The problem =>
Reproduce every line of the listing below, requests included, but shift each pixel coordinate point in the answers by adding 16 to both of its numbers. Omit the pictures.

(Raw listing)

::::

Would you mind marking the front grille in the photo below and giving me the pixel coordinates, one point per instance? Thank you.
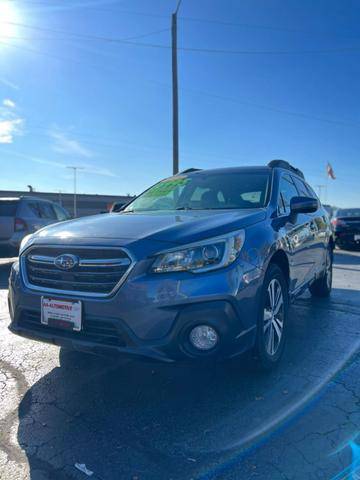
(97, 331)
(96, 272)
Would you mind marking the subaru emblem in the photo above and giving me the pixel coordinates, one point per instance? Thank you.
(66, 261)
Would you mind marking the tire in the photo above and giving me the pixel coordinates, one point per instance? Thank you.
(269, 344)
(322, 286)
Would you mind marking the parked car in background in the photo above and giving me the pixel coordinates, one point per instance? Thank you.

::::

Response =>
Would you mind marking the front grille in the photo below and giving me the pixel coordinates, one point per instance? Thank you.
(113, 347)
(112, 288)
Would you mind marking the subaru emblem in the photo above and giving me the pixel coordinates, one point per instance? Thank you.
(82, 277)
Would you mind marking the tire in the photo above and giving me the pixel coordinates, one point per instance? Thank you.
(285, 360)
(338, 302)
Would you mind marking the parked car in background in the photo above and giving me the pixel coordinates, one point per instance? Thank you.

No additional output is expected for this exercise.